→ Tasks
(1) Copy the passage on Lunar New Year stamps from "- Republic of" to "multiple country brochures.".
(2) Summarize the text on Lunar New Year stamps in two sentences.

→ Text provided
★ ★ ★ ★ ★

Several nations issue postage stamps to mark the Lunar New Year (or Chinese New Year). Typically appearing in January and February, issuing countries have included China, Taiwan, Hong Kong, Malaysia, Singapore, United States, New Zealand, Australia, Canada, and France.

The stamps usually depict the animal sign of that year, consisting of the sequence: Rat, Ox, Tiger, Rabbit, Dragon, Snake, Horse, Goat, Monkey, Rooster, Dog and Pig. The designs may be part of a set, or individually designed; for instance, since 1992 the US has been issuing Chinese New Year stamps using a common design type based on colored paper cutouts of the animals. In succeeding years, the U.S. Postal Service issued additional stamps until all twelve animals associated with the Chinese lunar calendar were represented. The calligraphic characters on these stamps may be translated into English as "Happy New Year".

Hong Kong was one of the first countries to issue a commemorative stamp for the lunar new year since the 1960s (1967), but other countries have followed:

- Republic of China (Taiwan) – since 1965
- People's Republic of China – since 1980
- Malaysia – Firstly started since 2000, Started again since 2010 until now
- Singapore – Zodiac series since 1996, Festival series on-off since 1971, biannually since 2000
- United States – since 1992
- Australia – since 1994
- Canada – since 1997
- Macau – since 1984
- France – since 2005
- Ireland – since 1994

Most of these stamps consist of first-day covers, commemorative sheets, and multiple country brochures.

★ ★ ★ ★ ★

→ Records shown
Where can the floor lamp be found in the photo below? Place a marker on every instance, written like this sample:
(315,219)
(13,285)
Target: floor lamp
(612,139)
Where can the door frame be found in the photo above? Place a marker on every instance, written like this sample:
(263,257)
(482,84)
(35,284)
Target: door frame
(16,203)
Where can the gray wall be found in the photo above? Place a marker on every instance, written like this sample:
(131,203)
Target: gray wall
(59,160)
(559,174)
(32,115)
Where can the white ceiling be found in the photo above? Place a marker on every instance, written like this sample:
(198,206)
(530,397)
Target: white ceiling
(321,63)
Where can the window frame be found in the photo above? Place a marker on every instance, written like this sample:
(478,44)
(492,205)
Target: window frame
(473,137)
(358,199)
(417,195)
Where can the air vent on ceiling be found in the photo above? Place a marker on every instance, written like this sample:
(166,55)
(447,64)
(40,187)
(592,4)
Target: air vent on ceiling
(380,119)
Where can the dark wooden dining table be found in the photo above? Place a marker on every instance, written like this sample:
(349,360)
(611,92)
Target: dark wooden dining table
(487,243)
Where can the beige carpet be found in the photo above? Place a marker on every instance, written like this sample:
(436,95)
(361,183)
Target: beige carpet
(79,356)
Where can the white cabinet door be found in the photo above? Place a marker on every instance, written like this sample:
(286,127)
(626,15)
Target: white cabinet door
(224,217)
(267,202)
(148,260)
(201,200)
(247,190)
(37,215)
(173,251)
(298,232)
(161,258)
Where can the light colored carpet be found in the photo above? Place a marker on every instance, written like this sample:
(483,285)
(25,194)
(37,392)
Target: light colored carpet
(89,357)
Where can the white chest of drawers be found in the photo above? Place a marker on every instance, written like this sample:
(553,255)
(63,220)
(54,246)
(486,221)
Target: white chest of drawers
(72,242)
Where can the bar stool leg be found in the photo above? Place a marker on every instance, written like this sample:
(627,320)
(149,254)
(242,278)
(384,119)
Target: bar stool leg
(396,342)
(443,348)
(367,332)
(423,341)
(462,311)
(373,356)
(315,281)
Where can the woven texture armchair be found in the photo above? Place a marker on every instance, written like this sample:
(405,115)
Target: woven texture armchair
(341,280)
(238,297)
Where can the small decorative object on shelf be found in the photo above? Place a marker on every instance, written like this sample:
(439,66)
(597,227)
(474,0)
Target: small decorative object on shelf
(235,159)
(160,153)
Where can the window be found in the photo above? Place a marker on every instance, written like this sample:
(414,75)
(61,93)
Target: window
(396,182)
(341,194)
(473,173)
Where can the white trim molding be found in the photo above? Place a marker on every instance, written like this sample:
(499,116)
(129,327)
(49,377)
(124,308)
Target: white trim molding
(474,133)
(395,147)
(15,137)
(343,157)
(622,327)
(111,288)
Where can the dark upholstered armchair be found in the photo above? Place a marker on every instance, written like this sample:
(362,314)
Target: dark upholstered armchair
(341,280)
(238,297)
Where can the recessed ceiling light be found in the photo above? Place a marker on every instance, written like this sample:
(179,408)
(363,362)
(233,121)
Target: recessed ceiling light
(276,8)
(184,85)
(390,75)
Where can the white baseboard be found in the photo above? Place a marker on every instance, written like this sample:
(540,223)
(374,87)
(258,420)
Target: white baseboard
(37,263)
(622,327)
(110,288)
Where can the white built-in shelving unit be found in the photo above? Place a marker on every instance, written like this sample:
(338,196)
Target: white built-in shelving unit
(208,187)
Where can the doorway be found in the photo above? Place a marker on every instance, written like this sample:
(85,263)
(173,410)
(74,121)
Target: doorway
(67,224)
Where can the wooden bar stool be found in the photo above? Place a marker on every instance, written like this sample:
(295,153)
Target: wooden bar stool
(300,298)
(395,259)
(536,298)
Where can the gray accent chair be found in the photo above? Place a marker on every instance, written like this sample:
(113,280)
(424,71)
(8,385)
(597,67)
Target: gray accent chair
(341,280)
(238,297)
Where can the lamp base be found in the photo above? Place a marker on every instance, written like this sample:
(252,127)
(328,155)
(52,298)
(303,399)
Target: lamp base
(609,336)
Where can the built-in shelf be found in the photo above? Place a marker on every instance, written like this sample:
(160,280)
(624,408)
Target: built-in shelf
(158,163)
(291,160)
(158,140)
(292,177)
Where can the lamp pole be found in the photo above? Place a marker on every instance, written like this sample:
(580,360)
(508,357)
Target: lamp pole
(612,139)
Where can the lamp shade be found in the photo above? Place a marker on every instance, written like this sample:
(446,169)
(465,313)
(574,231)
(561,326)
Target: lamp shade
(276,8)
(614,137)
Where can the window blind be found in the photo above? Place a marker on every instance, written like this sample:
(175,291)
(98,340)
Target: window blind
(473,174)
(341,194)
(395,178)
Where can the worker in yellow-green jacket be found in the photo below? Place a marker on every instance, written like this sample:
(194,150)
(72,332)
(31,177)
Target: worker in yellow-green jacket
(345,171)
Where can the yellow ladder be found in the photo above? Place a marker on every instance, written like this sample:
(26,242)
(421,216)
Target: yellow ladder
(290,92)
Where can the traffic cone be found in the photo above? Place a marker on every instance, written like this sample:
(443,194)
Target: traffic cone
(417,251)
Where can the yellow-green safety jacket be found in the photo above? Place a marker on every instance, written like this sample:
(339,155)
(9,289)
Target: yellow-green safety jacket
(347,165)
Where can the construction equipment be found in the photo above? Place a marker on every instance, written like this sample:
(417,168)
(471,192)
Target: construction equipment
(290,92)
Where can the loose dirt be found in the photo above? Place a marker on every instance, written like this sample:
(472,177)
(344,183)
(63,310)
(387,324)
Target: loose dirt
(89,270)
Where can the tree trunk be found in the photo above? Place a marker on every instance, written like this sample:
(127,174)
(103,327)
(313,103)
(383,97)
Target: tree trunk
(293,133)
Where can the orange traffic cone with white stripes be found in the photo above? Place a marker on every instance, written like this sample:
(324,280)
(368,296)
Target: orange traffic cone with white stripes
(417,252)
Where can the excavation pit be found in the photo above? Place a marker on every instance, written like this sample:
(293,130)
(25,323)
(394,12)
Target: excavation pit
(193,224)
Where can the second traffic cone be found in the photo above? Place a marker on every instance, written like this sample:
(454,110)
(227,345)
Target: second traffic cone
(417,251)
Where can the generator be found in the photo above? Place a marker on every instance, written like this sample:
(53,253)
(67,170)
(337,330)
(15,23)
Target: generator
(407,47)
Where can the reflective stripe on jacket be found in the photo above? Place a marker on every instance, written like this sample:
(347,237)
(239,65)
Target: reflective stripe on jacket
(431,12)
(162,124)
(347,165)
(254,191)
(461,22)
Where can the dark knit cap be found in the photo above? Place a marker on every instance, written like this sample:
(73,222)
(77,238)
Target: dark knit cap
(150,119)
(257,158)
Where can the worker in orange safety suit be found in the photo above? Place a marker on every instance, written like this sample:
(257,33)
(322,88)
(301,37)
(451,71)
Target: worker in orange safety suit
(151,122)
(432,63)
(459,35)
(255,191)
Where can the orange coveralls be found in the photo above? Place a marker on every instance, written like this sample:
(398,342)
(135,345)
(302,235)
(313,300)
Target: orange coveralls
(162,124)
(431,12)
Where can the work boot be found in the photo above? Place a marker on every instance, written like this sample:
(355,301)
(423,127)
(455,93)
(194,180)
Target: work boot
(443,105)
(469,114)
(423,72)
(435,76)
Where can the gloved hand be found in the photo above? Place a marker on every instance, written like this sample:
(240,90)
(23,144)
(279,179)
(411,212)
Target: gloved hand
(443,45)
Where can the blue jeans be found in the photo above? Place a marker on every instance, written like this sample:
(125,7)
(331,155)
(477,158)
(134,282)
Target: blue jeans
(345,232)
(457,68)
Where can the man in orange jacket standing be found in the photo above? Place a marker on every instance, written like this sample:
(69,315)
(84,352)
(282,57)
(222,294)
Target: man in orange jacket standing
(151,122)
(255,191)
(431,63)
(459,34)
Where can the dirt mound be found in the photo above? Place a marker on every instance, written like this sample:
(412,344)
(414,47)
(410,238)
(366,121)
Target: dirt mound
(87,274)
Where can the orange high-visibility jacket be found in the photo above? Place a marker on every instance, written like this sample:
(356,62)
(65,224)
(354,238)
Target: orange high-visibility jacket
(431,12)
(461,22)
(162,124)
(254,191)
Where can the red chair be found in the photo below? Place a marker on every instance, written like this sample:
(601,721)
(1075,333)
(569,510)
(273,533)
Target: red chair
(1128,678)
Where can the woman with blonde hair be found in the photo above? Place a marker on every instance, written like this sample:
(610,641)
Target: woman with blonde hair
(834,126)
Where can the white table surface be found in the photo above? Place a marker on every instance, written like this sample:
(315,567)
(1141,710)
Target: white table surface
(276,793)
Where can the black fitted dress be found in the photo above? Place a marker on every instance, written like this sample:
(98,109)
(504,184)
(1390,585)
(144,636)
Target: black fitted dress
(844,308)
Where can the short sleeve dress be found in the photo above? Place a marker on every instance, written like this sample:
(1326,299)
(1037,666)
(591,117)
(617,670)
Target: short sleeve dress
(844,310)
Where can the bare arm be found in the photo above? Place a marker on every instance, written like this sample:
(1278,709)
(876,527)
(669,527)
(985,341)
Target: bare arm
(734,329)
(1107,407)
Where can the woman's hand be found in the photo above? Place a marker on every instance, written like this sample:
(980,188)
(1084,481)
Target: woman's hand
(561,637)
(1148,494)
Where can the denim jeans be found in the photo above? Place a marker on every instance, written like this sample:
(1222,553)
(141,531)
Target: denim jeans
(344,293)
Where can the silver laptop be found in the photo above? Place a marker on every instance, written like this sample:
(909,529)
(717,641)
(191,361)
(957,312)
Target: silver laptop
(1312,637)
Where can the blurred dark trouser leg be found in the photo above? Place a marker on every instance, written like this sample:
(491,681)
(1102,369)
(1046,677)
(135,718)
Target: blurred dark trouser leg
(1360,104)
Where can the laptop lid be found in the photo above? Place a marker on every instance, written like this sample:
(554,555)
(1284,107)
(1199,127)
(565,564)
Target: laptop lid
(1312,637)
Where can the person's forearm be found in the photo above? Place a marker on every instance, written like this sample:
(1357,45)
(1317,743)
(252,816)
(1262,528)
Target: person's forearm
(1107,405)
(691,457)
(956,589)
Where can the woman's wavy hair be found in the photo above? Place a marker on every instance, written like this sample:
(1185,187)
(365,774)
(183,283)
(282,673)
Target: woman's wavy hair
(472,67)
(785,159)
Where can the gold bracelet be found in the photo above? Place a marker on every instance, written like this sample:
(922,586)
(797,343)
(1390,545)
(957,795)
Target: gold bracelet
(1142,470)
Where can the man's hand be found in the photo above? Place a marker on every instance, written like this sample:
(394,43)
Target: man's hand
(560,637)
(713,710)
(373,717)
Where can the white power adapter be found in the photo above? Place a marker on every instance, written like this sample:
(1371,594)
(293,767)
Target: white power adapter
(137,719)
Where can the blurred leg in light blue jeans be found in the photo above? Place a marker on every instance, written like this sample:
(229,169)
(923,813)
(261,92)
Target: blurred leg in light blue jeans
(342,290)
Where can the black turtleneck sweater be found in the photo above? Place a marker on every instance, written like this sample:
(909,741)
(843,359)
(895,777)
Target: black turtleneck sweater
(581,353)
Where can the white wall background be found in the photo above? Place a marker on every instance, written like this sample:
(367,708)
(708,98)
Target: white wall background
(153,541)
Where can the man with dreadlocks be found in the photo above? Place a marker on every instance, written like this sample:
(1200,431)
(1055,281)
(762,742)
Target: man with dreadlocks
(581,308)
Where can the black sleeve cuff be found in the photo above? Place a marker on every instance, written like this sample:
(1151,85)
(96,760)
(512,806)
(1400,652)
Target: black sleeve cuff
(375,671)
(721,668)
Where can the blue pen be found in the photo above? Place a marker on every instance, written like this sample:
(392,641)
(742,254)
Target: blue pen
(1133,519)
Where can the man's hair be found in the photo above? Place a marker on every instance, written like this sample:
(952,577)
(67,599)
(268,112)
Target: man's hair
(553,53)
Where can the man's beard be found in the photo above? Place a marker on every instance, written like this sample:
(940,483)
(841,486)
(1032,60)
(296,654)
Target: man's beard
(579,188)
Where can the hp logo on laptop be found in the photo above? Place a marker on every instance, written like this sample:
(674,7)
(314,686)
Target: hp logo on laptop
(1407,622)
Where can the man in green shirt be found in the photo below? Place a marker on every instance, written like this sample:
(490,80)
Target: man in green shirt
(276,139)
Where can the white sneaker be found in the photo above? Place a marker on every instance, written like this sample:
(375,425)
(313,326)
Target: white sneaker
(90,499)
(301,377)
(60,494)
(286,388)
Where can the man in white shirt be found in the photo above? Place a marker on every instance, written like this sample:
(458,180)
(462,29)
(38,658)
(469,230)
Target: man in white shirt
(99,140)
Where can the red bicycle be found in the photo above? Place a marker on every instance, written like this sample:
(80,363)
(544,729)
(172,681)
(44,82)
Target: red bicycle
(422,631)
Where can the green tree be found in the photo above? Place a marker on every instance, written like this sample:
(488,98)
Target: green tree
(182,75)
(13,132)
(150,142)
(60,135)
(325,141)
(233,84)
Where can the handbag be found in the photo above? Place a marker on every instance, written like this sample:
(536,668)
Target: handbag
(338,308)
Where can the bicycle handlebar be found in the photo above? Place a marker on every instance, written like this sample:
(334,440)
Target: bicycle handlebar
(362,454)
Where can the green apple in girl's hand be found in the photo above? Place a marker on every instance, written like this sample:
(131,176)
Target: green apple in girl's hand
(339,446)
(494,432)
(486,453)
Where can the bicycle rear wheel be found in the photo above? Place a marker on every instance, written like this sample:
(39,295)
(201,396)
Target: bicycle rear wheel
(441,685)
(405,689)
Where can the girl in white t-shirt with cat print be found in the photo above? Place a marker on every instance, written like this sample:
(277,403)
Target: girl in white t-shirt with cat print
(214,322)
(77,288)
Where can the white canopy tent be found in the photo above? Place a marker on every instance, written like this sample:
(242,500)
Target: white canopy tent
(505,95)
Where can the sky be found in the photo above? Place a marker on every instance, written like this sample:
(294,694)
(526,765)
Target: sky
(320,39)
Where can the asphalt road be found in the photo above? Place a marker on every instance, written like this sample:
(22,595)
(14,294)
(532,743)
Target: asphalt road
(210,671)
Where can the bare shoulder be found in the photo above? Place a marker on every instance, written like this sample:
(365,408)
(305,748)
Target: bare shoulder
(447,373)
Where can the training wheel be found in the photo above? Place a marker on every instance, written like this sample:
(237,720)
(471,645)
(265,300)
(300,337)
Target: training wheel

★ ★ ★ ★ ★

→ Solutions by task
(1)
- Republic of China (Taiwan) – since 1965
- People's Republic of China – since 1980
- Malaysia – Firstly started since 2000, Started again since 2010 until now
- Singapore – Zodiac series since 1996, Festival series on-off since 1971, biannually since 2000
- United States – since 1992
- Australia – since 1994
- Canada – since 1997
- Macau – since 1984
- France – since 2005
- Ireland – since 1994

Most of these stamps consist of first-day covers, commemorative sheets, and multiple country brochures.

(2) Several nations, including China, Taiwan, Hong Kong, Malaysia, Singapore, the United States, New Zealand, Australia, Canada, and France, issue postage stamps for the Lunar New Year, typically in January and February. The stamps usually depict the animal sign of that year and may be part of a set or individually designed, as with the US stamps issued since 1992 in a common design based on colored paper cutouts of the animals.